## start Material for this exercise

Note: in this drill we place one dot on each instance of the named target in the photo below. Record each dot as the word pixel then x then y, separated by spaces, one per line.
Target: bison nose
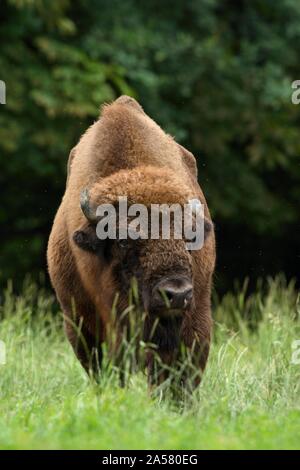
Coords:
pixel 175 294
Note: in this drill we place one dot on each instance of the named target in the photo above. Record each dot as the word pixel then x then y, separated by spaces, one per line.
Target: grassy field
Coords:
pixel 249 397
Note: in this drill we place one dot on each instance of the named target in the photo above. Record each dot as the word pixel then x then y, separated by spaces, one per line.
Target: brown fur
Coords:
pixel 126 153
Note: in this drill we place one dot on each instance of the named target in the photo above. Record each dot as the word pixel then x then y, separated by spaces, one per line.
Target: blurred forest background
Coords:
pixel 215 74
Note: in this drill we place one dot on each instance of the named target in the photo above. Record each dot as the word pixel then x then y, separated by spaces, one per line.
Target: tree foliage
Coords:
pixel 215 74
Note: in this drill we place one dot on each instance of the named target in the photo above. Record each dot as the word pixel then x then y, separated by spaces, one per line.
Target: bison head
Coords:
pixel 162 267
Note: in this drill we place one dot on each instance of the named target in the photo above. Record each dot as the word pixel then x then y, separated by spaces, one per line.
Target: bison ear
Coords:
pixel 189 161
pixel 208 227
pixel 86 239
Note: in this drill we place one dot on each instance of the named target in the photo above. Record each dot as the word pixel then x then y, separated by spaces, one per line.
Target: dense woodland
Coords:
pixel 215 74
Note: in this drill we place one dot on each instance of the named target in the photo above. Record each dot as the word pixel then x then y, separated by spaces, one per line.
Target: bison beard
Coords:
pixel 125 153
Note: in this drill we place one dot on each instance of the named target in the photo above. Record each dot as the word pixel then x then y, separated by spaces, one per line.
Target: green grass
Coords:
pixel 249 397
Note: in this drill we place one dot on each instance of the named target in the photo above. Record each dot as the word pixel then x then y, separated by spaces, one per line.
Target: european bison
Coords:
pixel 125 153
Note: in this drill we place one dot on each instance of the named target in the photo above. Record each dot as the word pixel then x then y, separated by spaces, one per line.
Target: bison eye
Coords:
pixel 123 243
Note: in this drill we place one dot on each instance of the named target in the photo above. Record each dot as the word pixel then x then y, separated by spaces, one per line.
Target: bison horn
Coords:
pixel 89 213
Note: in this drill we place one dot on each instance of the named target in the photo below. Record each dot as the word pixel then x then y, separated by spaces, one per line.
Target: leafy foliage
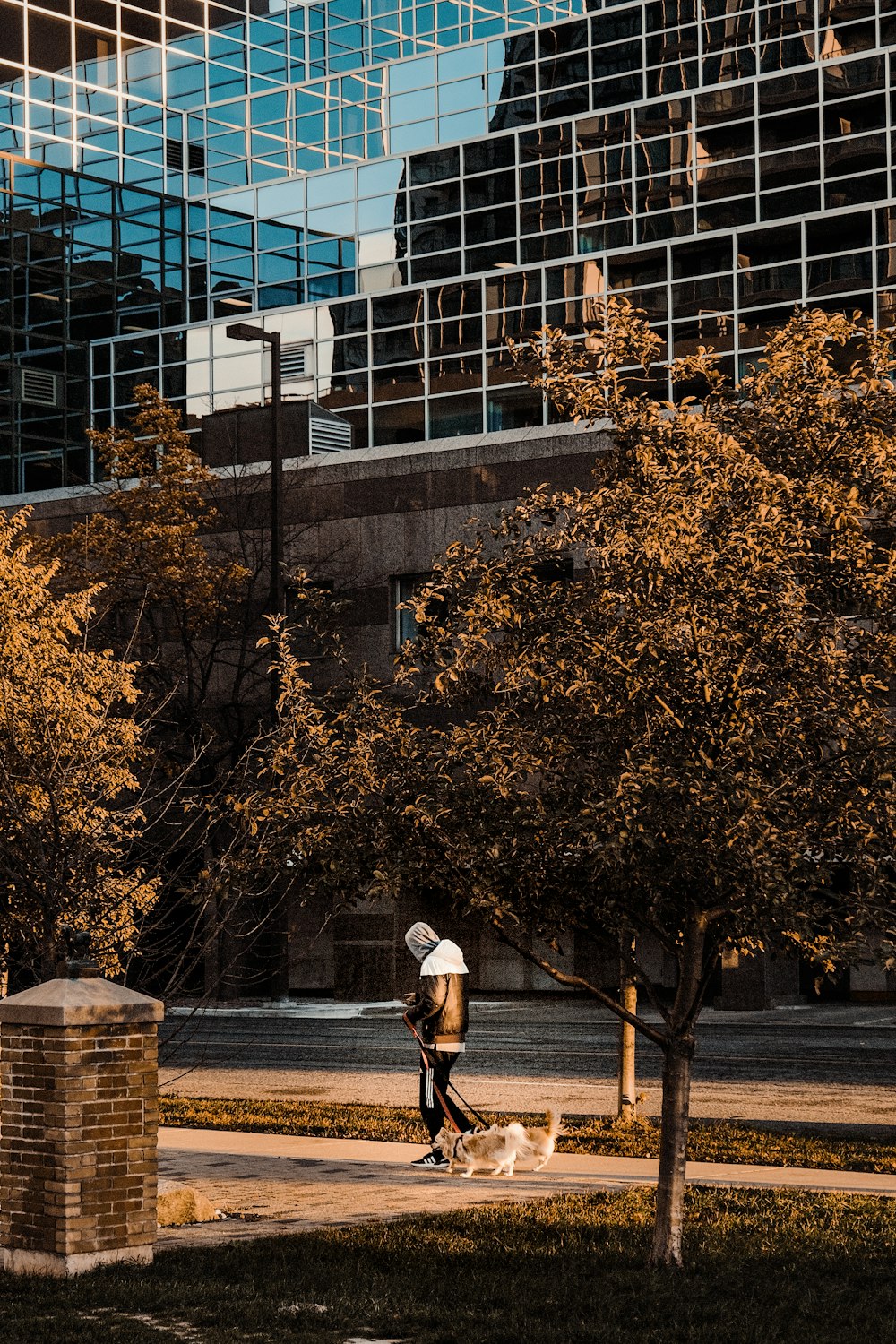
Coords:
pixel 69 752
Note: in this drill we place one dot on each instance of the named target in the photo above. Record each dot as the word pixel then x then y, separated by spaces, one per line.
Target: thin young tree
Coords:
pixel 694 737
pixel 689 741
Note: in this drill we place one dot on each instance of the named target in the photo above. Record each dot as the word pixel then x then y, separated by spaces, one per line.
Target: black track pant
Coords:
pixel 437 1107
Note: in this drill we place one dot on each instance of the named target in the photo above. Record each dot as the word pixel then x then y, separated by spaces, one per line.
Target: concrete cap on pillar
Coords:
pixel 80 1003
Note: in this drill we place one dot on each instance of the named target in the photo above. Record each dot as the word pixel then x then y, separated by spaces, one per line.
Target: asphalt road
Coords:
pixel 821 1064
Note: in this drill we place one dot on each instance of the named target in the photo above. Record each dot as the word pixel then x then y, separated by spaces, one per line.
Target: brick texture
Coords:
pixel 78 1126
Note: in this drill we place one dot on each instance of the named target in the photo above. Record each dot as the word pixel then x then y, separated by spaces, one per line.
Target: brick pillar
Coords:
pixel 78 1126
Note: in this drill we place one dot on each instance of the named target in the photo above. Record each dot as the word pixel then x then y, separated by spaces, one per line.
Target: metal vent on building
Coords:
pixel 194 160
pixel 330 435
pixel 295 363
pixel 38 386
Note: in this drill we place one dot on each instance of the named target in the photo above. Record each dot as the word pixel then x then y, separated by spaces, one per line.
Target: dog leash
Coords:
pixel 430 1064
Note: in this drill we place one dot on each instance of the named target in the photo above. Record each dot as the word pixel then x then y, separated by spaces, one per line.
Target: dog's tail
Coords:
pixel 552 1123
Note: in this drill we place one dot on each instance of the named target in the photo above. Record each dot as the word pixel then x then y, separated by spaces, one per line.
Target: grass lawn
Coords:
pixel 710 1142
pixel 763 1268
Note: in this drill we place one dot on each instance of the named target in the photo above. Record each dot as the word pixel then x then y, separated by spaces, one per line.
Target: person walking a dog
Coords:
pixel 438 1016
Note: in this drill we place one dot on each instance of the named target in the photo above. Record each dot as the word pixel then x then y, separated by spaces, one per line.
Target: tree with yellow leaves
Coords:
pixel 659 707
pixel 692 737
pixel 69 750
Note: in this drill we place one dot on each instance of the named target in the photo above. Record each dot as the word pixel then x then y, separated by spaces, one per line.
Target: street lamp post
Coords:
pixel 244 331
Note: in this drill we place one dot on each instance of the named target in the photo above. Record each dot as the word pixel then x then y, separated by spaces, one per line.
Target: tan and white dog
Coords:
pixel 498 1148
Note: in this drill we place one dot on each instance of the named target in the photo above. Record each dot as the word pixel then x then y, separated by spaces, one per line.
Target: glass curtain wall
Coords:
pixel 398 188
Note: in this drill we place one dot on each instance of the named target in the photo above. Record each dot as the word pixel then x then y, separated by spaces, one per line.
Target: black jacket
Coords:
pixel 440 1010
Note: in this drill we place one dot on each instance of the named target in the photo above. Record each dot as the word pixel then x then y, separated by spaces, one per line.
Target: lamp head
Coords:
pixel 244 331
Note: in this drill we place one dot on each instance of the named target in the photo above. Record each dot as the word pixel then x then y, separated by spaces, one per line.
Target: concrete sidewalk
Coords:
pixel 285 1185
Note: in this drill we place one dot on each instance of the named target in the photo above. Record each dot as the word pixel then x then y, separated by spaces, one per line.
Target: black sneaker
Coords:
pixel 433 1161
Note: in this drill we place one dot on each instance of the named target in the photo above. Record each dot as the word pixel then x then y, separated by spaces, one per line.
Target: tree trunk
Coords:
pixel 673 1144
pixel 626 1112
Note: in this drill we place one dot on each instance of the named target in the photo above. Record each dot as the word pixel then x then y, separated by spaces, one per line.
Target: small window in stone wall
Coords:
pixel 405 588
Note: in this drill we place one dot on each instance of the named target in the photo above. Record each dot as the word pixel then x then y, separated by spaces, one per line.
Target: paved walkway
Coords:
pixel 287 1185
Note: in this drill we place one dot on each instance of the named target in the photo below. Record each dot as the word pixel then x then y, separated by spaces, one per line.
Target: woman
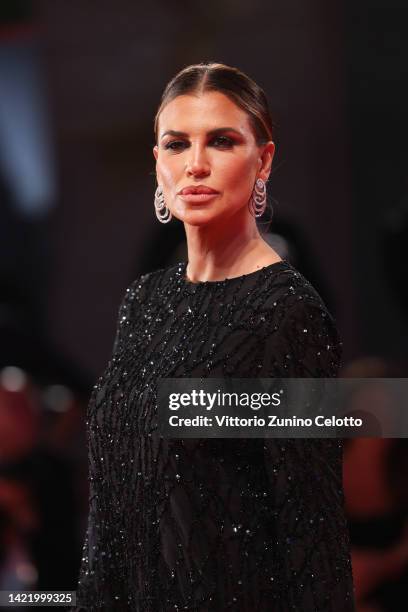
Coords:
pixel 211 524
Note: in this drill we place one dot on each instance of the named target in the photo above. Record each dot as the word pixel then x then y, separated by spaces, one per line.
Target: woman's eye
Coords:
pixel 175 145
pixel 222 141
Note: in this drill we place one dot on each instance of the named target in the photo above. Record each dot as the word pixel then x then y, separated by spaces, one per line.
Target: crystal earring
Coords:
pixel 257 202
pixel 162 212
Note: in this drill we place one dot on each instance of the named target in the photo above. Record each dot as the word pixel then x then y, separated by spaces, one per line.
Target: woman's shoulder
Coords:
pixel 285 286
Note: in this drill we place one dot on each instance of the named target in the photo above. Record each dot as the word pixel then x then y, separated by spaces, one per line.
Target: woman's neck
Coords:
pixel 218 251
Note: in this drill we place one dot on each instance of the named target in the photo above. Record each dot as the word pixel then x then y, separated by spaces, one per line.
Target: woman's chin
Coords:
pixel 199 215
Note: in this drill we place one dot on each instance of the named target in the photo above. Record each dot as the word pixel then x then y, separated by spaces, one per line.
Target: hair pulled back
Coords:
pixel 237 86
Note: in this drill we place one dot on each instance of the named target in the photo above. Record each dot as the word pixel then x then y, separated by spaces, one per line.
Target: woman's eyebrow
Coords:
pixel 210 133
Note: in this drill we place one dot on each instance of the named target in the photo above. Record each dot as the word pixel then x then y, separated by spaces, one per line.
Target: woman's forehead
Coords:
pixel 202 112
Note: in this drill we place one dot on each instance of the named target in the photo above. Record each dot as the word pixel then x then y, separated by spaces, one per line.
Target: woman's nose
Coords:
pixel 197 163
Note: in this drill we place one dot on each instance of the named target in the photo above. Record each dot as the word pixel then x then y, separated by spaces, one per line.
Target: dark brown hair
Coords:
pixel 233 83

## end Material for this exercise

Set exercise
Locate each line above that contains the word "nose" and copy every one of those lines.

Result for this task
Target: bison nose
Target: woman's nose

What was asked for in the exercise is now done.